■ **What is expected**
Transcribe the records that follow, preserving every word.

■ **Task material**
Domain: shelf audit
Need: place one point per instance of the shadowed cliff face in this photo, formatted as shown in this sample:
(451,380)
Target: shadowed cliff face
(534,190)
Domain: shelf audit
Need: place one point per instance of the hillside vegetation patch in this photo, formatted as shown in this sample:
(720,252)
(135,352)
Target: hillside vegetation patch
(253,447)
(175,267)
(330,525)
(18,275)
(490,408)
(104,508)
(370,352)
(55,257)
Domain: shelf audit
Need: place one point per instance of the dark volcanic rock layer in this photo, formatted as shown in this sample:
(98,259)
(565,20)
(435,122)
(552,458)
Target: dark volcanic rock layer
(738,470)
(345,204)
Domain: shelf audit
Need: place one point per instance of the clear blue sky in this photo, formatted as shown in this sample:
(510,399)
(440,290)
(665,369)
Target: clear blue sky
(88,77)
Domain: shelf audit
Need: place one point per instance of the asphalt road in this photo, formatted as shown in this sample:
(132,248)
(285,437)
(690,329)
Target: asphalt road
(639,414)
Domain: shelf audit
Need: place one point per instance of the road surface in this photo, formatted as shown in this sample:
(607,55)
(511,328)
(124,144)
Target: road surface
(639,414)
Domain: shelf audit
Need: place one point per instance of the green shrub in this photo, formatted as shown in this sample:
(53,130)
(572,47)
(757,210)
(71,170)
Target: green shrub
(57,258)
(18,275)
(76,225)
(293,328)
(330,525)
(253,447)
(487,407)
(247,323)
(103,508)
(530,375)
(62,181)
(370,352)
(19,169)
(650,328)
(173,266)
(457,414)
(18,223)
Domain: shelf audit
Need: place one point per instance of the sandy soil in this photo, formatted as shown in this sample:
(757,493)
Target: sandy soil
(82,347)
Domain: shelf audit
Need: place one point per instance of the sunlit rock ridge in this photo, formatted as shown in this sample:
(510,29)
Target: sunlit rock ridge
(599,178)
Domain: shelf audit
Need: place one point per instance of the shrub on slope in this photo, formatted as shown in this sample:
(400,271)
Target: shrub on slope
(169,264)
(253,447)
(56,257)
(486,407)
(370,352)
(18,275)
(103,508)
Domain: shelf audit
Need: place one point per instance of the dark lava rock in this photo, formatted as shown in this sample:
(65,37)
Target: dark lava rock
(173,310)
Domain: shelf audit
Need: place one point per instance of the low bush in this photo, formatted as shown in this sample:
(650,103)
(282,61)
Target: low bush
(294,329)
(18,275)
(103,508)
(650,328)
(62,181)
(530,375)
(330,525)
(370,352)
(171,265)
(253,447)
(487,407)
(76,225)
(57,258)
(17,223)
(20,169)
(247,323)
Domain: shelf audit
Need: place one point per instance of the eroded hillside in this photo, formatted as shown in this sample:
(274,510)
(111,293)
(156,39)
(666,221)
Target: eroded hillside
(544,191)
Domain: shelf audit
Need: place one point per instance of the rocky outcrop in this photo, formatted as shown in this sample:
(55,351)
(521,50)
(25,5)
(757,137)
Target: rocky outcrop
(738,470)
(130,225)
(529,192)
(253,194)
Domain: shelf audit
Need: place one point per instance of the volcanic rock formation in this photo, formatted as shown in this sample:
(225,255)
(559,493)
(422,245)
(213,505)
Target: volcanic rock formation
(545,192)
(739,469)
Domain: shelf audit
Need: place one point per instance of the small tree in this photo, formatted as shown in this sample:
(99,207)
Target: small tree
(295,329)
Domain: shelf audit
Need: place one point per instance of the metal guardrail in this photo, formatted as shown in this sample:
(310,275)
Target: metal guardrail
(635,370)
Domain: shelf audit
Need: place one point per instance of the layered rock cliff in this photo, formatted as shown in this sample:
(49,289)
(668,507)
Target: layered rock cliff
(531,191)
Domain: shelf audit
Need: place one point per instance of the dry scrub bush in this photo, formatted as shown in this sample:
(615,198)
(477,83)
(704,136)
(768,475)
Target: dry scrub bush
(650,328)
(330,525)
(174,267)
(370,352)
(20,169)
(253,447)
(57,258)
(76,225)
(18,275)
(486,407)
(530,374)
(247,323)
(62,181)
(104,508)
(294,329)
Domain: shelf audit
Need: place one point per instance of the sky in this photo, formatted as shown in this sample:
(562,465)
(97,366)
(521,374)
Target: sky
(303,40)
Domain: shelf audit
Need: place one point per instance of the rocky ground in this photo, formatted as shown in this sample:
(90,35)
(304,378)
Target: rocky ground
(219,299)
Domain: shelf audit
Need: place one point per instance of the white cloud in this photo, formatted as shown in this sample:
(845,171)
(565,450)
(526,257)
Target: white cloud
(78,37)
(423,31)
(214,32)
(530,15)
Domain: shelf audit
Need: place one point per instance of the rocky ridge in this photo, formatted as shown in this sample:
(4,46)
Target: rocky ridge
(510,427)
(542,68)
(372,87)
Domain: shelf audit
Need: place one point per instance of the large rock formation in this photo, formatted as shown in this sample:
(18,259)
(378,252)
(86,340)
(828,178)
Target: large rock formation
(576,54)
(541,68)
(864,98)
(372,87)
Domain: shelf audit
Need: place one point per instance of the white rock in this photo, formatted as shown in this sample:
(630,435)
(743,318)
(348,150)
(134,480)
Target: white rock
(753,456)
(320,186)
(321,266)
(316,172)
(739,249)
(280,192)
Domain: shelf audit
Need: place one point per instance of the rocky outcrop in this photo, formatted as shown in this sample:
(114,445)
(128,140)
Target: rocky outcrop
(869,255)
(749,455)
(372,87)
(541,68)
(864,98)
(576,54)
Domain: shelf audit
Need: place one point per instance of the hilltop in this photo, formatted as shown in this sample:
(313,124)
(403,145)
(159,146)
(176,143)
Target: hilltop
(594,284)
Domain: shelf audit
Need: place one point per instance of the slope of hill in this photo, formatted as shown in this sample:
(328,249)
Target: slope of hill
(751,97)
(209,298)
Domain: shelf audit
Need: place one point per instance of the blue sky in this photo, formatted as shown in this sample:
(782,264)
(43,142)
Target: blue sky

■ **Exercise answer**
Domain: shelf audit
Need: place one point per instance of the shadowed cliff face in this photo, formatted as shown in this sample:
(451,380)
Target: shadowed cliff face
(534,190)
Domain: shelf audit
Need: place one point per instance of the hillside vegetation patch in this photo, formatted as shown in this sample:
(720,252)
(135,352)
Target: hillside vegetation patch
(253,447)
(175,267)
(330,525)
(18,275)
(490,408)
(104,508)
(370,352)
(55,257)
Domain: shelf audit
Need: place one point per instance of the dark volcanic rock layer in this photo, formatted as shown in this sample:
(98,259)
(565,20)
(435,122)
(552,458)
Target: dark volcanic rock layer
(738,470)
(345,204)
Domain: shelf audit
Need: place one point per instance of the clear blue sky in this photo, formatted as shown in this sample:
(510,399)
(440,290)
(665,369)
Target: clear blue sky
(88,77)
Domain: shelf audit
Need: place one point per instance of the asphalt road in this photo, formatted as shown in this sample:
(132,248)
(285,437)
(690,329)
Target: asphalt road
(639,414)
Domain: shelf audit
Need: place one point per instance of the road surface in this photo, formatted as shown in this sample:
(607,55)
(511,328)
(124,144)
Target: road surface
(639,414)
Domain: shelf audit
Need: place one point per instance of the green shrub in this photo, formatted as shown in this sample:
(53,130)
(572,47)
(757,210)
(71,170)
Target: green shrub
(57,258)
(18,275)
(76,225)
(293,328)
(330,525)
(253,447)
(487,407)
(247,323)
(103,508)
(530,375)
(62,181)
(370,352)
(19,169)
(650,328)
(173,266)
(457,414)
(18,223)
Domain: shelf audit
Need: place one point per instance of the sandy soil in this photo, formatted as shown in this sample:
(757,493)
Target: sandy soil
(82,347)
Domain: shelf audit
Need: place one point per instance of the sunlit rock ridge in this photo, formatted as shown in this sample:
(510,29)
Target: sunlit rock ridge
(599,178)
Domain: shelf audit
Need: place one point per instance of the shrub on slope in this photo, formatted as shown in this sample:
(400,271)
Target: shrub on slope
(169,264)
(253,447)
(56,257)
(486,407)
(370,352)
(18,275)
(103,508)
Domain: shelf audit
Need: place one point per instance of the dark lava rock in this photo, formatted as shown in this sample:
(65,37)
Target: dark lava rock
(173,310)
Domain: shelf audit
Need: place one point per instance of the low bush in this photo, formatted as shown in this sample:
(650,103)
(282,61)
Target: low bush
(294,329)
(18,275)
(103,508)
(650,328)
(62,181)
(530,375)
(330,525)
(370,352)
(171,265)
(253,447)
(487,407)
(76,225)
(57,258)
(17,223)
(20,169)
(247,323)
Domain: shelf audit
Need: place one point per instance of the eroded hillside in this photo, formatted as shown in this sample:
(274,510)
(111,293)
(156,39)
(666,221)
Target: eroded hillside
(544,191)
Domain: shelf audit
Need: place one point per instance of the rocky outcrop in this photo, formatted as shown in this sample:
(55,351)
(521,50)
(25,5)
(757,137)
Target: rocky outcrop
(738,470)
(130,225)
(529,192)
(253,194)
Domain: shelf audit
Need: place one point per instance of the volcanic rock formation in this photo, formatted as shown in this sample:
(225,255)
(559,493)
(422,245)
(213,505)
Target: volcanic rock formation
(545,192)
(739,469)
Domain: shelf audit
Need: place one point per instance of the small tree in this photo, formatted as shown in this sample:
(99,207)
Target: small tree
(295,329)
Domain: shelf audit
Need: place one point per instance of the metal guardrail in this photo, formatted as shown in this sample:
(310,275)
Target: metal guardrail
(635,370)
Domain: shelf audit
Need: place one point per instance of the layered rock cliff in this photo, formatted as shown in this sample:
(49,289)
(668,507)
Target: layered rock cliff
(531,191)
Domain: shelf audit
Need: place one point per instance of the dry scrub bush in this photo, formatted as shown in this sample:
(615,198)
(477,83)
(704,136)
(768,475)
Target: dry scrub bush
(650,328)
(330,525)
(174,267)
(370,352)
(20,169)
(253,447)
(57,258)
(76,225)
(18,275)
(486,407)
(530,374)
(247,323)
(62,181)
(104,508)
(294,329)
Domain: shelf audit
Need: place one point per instance of the sky in this photo, formatted as shown in this sample:
(562,465)
(97,366)
(521,374)
Target: sky
(303,40)
Domain: shelf audit
Need: place one point per instance of the rocky ground in this photo, formatted as shown in this sample:
(90,35)
(304,378)
Target: rocky ground
(219,299)
Domain: shelf audit
Need: place one point per instance of the white cloud in this photo, formatted as shown in this sample:
(845,171)
(565,450)
(526,257)
Target: white cloud
(78,37)
(423,31)
(214,32)
(530,15)
Domain: shelf audit
Need: place one point per instance of the rocky ridge in this photo, formatted as shown in this sample:
(4,46)
Target: rocky ridge
(510,427)
(542,68)
(372,87)
Domain: shelf audit
Need: place one point per instance of the large rock formation in this photo, formatted as shown in this sample:
(18,259)
(378,252)
(86,340)
(828,178)
Target: large rock formation
(576,54)
(541,68)
(864,98)
(372,87)
Domain: shelf audit
Need: place one point per instance of the white rock in this photo, formatted as shown in this sample:
(630,435)
(743,318)
(348,150)
(134,480)
Target: white rock
(753,456)
(320,186)
(321,266)
(316,172)
(739,249)
(280,192)
Domain: shelf audit
Need: place one point per instance of the rocky outcrop in this photo, formatted as shown in this sample:
(114,445)
(128,140)
Target: rocky outcrop
(869,255)
(749,455)
(372,87)
(541,68)
(864,98)
(576,54)
Domain: shelf audit
Need: place one point per instance of the hilltop in this photo, formatted as shown in this sample:
(313,124)
(403,145)
(159,146)
(176,143)
Target: hilltop
(594,284)
Domain: shelf audit
Need: place one point per instance of the slope of hill in this photo, formatted as shown in this sample:
(328,249)
Target: slope of hill
(751,97)
(209,298)
Domain: shelf audit
Need: place one point per instance of the blue sky in this photo, formatted as shown in this sample:
(782,264)
(43,142)
Target: blue sky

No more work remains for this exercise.